What to work on:
1. Which people does the excerpt on the history of man pages name?
2. Can you reproduce the excerpt on the history of man pages word for word from "The Lineage of" to "I even begin?"?

Excerpt to read:
###
0b10

Two-Bit History

Computing through
the ages

The Lineage of Man

28 Sep 2017

I’ve always found man pages fascinating. Formatted as strangely as they are and accessible primarily through the terminal, they have always felt to me like relics of an ancient past. Some man pages probably are ancient: I’d love to know how many times the man page for cat or say tee has been revised since the early days of Unix, but I’m willing to bet it’s not many. Man pages are mysterious—it’s not obvious where they come from, where they live on your computer, or what kind of file they might be stored in—and yet it’s hard to believe that something so fundamental and so obviously governed by rigid conventions could remain so inscrutable. Where did the man page conventions come from? Where are they codified? If I wanted to write my own man page, where would I even begin?

The story of man is inextricably tied to the story of Unix. The very first version of Unix, completed in 1971 but only available internally at Bell Labs, did not provide a man command. But Douglas McIlroy, who at the time was head of the Computing Techniques Research Department and managed the Unix project, insisted that some kind of documentation be made available.1 He pushed Ken Thompson and Dennis Ritchie, the two programmers commonly credited with creating Unix, to write some. The result was the first edition of the Unix Programmer’s Manual.
###
Source material:
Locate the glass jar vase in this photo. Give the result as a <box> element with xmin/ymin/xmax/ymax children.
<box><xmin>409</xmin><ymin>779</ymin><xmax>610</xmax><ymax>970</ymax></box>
###
Full solutions:
1. Douglas McIlroy, Ken Thompson, Dennis Ritchie

2.
The Lineage of Man

28 Sep 2017

I’ve always found man pages fascinating. Formatted as strangely as they are and accessible primarily through the terminal, they have always felt to me like relics of an ancient past. Some man pages probably are ancient: I’d love to know how many times the man page for cat or say tee has been revised since the early days of Unix, but I’m willing to bet it’s not many. Man pages are mysterious—it’s not obvious where they come from, where they live on your computer, or what kind of file they might be stored in—and yet it’s hard to believe that something so fundamental and so obviously governed by rigid conventions could remain so inscrutable. Where did the man page conventions come from? Where are they codified? If I wanted to write my own man page, where would I even begin?